**取り組む課題**
A. 起訴の記事の「米司法省(DOJ)は10月1」から「攻撃に関与したとされている。」までを、「諜報員」を「工作員」に差し替えて書き直せ。
B. 起訴の記事によると、米司法省が起訴を発表したのはいつか。
C. 起訴の記事を、最後の文の後から書き継げ。

**ページ抜粋**
米司法省、ロシア諜報員6人をサイバー攻撃関与で起訴 ウクライナ停電や米病院マルウェア感染など
米司法省がロシア連邦軍参謀本部情報総局(GRU)の諜報員6人を起訴した。ウクライナの大規模停電や世界の病院や政府のシステムをダウンさせたマルウェア感染など、過去数年の世界でのサイバー攻撃に関与したとしている。
米司法省(DOJ)は10月19日(現地時間)、ピッツバーグの大陪審が15日、ロシア連邦軍参謀本部情報総局(GRU)に所属する諜報員6人を、国際的なサイバー攻撃と虚偽情報の操作を行ったとして起訴したと発表した。
6人は、2015年〜2016年のウクライナの大規模停電を引き起こしたマルウェア攻撃、2017年の仏選挙でのシステムへのサイバー攻撃、2017年に世界中のコンピュータを破壊したマルウェア「NotPetya」による攻撃、平昌冬季オリンピックを狙ったサイバー攻撃(この大会ではロシアの選手がロシア代表として出場できなかった)、2018年の化学兵器ノビチョクによるセルゲイ・スクリパル氏暗殺に関する調査の妨害、2018年と2019年のジョージアの企業と政府機関をターゲットとしたサイバー攻撃に関与したとされている。

**データの行**
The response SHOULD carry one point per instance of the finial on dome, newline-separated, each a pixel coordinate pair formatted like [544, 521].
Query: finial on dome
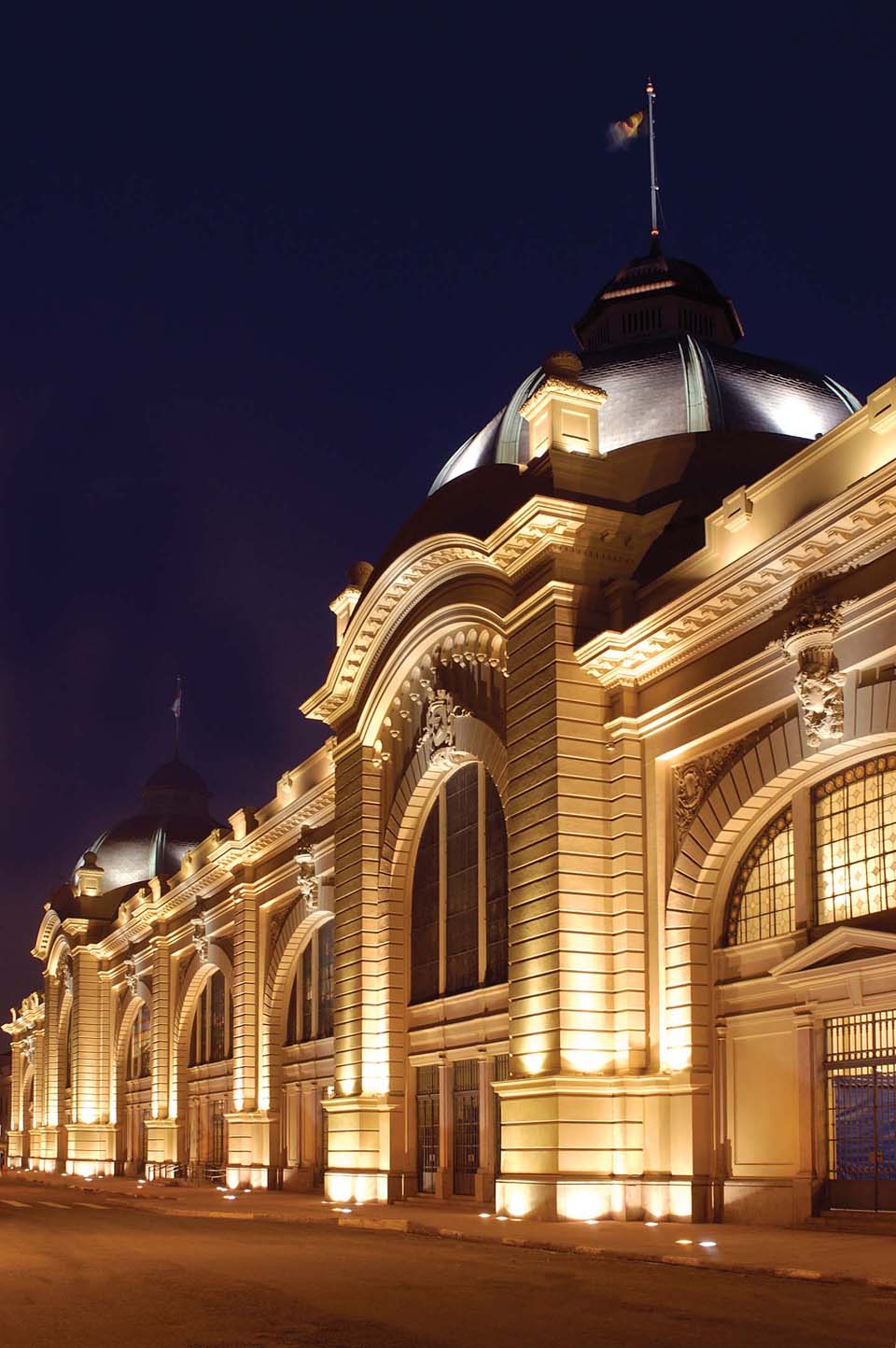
[343, 603]
[564, 364]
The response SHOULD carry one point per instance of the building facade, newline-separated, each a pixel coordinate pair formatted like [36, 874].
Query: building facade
[588, 905]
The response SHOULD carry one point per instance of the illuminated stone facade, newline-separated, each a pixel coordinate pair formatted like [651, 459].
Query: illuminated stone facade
[571, 911]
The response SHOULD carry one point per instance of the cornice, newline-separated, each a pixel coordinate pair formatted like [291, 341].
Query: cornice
[833, 538]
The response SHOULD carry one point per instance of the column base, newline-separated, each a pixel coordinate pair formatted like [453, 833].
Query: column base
[249, 1138]
[15, 1150]
[46, 1149]
[161, 1146]
[91, 1150]
[601, 1199]
[364, 1135]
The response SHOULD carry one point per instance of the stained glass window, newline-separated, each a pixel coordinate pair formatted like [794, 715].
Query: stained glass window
[458, 901]
[325, 981]
[762, 902]
[854, 814]
[140, 1046]
[461, 880]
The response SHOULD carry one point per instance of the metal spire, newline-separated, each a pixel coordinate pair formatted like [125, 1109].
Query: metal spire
[176, 707]
[655, 190]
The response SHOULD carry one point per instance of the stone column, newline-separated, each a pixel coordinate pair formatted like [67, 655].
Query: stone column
[91, 1135]
[558, 1113]
[17, 1122]
[365, 1117]
[249, 1126]
[808, 1038]
[161, 1125]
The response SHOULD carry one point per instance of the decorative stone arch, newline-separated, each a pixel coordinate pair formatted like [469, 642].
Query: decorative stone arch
[462, 635]
[473, 741]
[50, 923]
[750, 790]
[197, 974]
[291, 941]
[57, 948]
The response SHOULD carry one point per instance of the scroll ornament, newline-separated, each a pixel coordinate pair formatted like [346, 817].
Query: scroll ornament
[808, 639]
[438, 737]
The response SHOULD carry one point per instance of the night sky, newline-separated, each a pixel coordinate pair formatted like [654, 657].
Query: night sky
[264, 267]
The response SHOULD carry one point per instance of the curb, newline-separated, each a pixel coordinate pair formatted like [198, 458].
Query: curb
[416, 1229]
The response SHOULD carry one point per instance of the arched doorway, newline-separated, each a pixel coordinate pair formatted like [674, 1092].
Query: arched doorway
[457, 971]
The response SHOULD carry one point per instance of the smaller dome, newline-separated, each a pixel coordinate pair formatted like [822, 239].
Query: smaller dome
[176, 777]
[174, 819]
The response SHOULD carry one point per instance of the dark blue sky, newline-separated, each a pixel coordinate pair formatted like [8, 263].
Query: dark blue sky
[264, 267]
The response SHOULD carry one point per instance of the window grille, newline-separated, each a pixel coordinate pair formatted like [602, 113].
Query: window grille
[467, 1126]
[325, 981]
[458, 898]
[500, 1072]
[427, 1127]
[461, 890]
[860, 1064]
[762, 901]
[854, 816]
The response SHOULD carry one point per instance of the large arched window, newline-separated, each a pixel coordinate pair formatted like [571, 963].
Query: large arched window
[140, 1045]
[762, 901]
[310, 1005]
[212, 1032]
[854, 814]
[458, 901]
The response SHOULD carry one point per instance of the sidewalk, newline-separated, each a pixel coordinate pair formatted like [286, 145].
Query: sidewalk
[777, 1251]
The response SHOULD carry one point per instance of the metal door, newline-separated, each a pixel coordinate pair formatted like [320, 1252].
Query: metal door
[860, 1064]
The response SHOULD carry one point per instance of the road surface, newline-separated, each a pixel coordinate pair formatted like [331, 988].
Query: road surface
[77, 1271]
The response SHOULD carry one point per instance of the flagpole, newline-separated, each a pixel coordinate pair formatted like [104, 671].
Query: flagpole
[651, 96]
[176, 707]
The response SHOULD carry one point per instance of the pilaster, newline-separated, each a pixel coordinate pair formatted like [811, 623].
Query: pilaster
[161, 1030]
[365, 1119]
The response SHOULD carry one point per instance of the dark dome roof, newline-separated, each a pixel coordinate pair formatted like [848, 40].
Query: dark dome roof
[174, 819]
[659, 340]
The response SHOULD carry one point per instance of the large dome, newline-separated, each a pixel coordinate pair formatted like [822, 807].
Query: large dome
[659, 340]
[173, 820]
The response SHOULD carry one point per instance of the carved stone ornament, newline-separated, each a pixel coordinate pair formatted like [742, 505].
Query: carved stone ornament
[808, 639]
[306, 879]
[131, 976]
[65, 974]
[695, 779]
[438, 737]
[200, 938]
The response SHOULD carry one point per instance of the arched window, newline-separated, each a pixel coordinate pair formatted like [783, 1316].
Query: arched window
[140, 1045]
[458, 901]
[212, 1032]
[310, 1005]
[762, 901]
[854, 816]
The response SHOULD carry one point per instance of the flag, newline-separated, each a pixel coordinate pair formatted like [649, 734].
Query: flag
[620, 133]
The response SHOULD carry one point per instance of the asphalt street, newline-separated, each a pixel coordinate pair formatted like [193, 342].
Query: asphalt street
[78, 1271]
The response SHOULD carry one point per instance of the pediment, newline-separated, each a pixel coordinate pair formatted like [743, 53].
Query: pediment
[841, 947]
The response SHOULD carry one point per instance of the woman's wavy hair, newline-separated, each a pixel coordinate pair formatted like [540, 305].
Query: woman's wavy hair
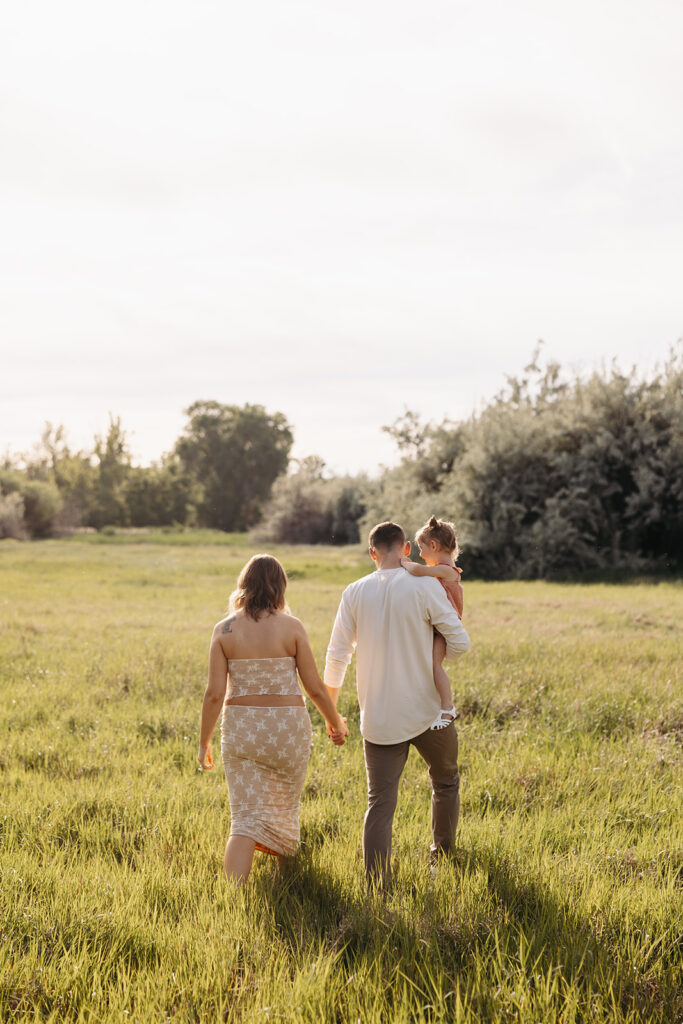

**各項目の解答**
A.
米司法省(DOJ)は10月19日(現地時間)、ピッツバーグの大陪審が15日、ロシア連邦軍参謀本部情報総局(GRU)に所属する工作員6人を、国際的なサイバー攻撃と虚偽情報の操作を行ったとして起訴したと発表した。
6人は、2015年〜2016年のウクライナの大規模停電を引き起こしたマルウェア攻撃、2017年の仏選挙でのシステムへのサイバー攻撃、2017年に世界中のコンピュータを破壊したマルウェア「NotPetya」による攻撃、平昌冬季オリンピックを狙ったサイバー攻撃(この大会ではロシアの選手がロシア代表として出場できなかった)、2018年の化学兵器ノビチョクによるセルゲイ・スクリパル氏暗殺に関する調査の妨害、2018年と2019年のジョージアの企業と政府機関をターゲットとしたサイバー攻撃に関与したとされている。

B. 10月19日(現地時間)。

C.
このうち、アナトリー・セルゲイビッチ・コバレフは、2018年7月にロバート・ムラー特別検察官(当時)が民主党のメールをハッキングしたとして起訴したGRUの諜報員の1人だ。
DoJは「われわれは犯罪を犯したロシア政府当局者に責任を負わせ、犠牲者に代わって正義を求める義務がある」としている。また、捜査に協力した企業としてGoogle、Cisco、Facebook、Twitterの名を挙げ、謝意を示した。
英政府は同日、これらの諜報員が東京2020オリンピック・パラリンピックに対してもサイバー攻撃を行ったと発表した。ターゲットには大会主催者だけでなく、スポンサーも含まれていたという。
【更新履歴:2020年10月20日午前9時10分 英国政府の発表を追加しました。